_Your task:_ Please return the lines below verbatim, beginning at the one that has "Target: puddle on road" and stopping after the one that has "Target: motorcycle license plate", and add no other lines.

━━━ Given records

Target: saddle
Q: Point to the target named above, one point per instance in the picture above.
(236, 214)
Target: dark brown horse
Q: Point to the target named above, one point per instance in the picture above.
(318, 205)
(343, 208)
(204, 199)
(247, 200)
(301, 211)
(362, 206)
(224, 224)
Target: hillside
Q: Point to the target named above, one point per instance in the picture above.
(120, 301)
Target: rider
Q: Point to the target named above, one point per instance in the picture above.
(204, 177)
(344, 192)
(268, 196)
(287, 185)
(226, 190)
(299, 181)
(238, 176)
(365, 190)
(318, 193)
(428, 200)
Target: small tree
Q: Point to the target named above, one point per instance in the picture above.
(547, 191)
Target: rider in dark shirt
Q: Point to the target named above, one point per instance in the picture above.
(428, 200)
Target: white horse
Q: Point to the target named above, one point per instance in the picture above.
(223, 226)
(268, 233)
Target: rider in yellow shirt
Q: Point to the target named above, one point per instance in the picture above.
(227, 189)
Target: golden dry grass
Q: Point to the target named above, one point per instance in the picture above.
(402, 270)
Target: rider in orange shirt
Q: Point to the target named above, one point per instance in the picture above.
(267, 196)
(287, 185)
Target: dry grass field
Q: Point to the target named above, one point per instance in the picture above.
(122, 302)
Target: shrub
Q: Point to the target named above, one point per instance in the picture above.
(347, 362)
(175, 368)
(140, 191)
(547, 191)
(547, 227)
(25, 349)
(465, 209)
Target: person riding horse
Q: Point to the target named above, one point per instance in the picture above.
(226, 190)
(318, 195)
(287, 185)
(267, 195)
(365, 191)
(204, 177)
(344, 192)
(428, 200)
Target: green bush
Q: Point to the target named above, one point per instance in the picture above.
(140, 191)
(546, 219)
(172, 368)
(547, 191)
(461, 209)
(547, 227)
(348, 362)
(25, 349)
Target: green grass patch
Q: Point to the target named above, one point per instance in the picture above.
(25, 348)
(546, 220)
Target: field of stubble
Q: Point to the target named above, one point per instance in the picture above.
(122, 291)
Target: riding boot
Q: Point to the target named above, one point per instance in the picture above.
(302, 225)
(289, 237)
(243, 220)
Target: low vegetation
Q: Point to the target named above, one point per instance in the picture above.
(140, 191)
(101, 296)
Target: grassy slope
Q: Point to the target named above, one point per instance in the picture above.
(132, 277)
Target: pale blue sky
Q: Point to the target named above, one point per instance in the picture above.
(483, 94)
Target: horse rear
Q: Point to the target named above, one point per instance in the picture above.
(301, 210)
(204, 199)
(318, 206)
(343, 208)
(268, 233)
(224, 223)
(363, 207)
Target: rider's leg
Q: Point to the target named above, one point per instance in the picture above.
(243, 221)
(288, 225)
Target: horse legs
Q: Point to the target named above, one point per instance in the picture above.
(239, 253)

━━━━━━
━━━ Given records

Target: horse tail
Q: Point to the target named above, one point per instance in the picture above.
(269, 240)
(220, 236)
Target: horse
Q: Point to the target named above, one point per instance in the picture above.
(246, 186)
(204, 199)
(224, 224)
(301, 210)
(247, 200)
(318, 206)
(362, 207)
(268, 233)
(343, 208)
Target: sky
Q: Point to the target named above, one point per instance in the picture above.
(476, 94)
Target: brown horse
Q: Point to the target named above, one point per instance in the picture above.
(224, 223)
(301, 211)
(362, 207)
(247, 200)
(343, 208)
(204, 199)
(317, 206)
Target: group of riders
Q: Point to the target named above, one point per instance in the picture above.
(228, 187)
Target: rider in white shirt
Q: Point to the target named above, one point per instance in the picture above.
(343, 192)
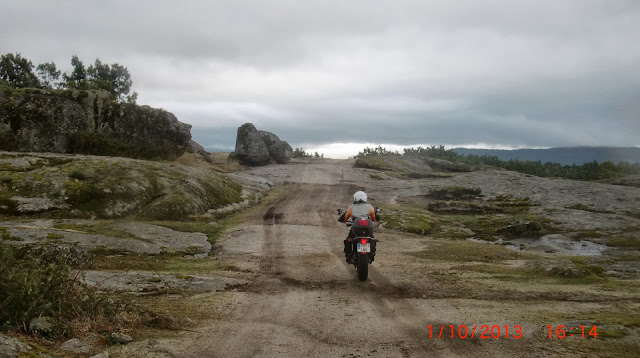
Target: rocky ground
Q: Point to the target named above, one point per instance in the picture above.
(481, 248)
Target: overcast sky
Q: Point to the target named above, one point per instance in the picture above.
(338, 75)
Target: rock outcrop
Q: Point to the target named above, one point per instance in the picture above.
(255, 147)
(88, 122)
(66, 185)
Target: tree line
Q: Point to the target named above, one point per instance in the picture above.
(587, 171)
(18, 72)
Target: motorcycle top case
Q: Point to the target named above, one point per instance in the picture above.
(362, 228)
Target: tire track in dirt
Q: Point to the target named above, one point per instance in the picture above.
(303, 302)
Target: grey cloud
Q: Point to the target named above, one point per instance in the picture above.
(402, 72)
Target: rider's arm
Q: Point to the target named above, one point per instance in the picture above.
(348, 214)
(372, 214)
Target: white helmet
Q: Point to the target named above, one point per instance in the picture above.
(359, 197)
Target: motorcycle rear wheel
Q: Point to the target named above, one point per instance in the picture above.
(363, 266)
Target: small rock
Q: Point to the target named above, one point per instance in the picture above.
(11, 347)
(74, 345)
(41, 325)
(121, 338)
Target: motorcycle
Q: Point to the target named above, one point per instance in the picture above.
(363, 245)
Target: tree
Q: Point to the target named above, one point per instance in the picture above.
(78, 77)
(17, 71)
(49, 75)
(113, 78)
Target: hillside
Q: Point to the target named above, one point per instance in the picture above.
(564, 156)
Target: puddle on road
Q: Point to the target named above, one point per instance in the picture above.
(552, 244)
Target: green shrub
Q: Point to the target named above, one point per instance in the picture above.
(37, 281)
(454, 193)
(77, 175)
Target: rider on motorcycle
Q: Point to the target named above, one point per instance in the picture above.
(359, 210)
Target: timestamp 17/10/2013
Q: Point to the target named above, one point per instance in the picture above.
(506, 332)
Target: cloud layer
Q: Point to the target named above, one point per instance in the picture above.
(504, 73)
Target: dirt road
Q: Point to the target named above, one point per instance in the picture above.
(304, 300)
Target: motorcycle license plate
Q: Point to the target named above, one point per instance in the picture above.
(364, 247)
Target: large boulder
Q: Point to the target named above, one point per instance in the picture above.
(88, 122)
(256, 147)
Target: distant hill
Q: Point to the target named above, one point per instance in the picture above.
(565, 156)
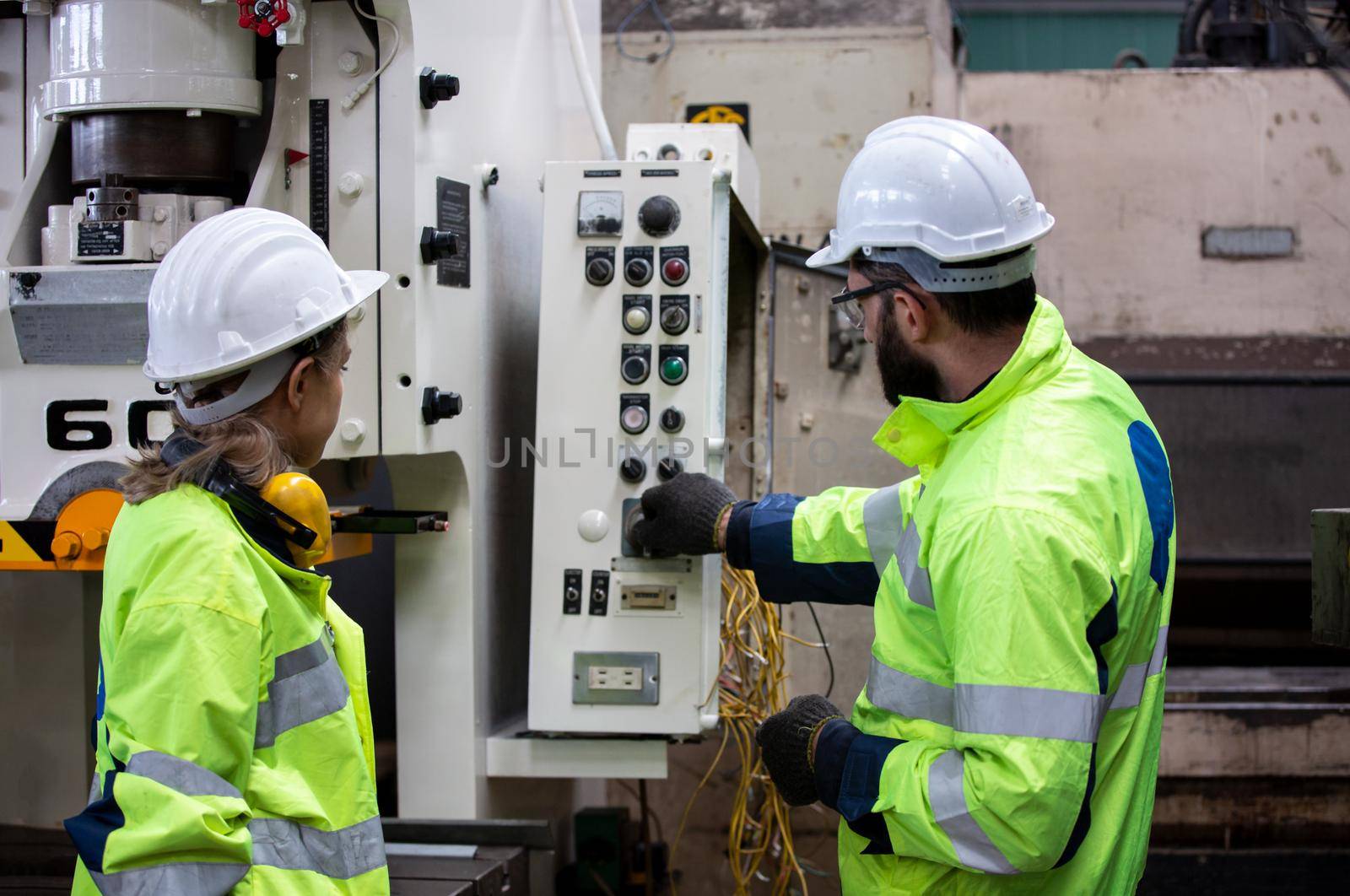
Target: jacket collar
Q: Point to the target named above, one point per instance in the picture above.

━━━━━━

_Response for this exercise:_
Target: puddle on road
Q: Point to the target named above, one point per instance in the picture above.
(552, 244)
Target: green shrub
Q: Point to the target named above, one point per instance in the picture above.
(37, 281)
(454, 193)
(77, 175)
Target: rider on motorcycle
Q: Point to the target named above, one point per instance in the picture above.
(359, 210)
Target: timestamp 17/10/2013
Q: Point to the target named above, one point per instance in the picture above.
(506, 332)
Target: cloud layer
Q: Point to the target named above, one point per instance in the picture above.
(504, 73)
Target: dirt road
Q: Point to the target named above, one point per instance in the picture above.
(304, 300)
Target: motorcycle license plate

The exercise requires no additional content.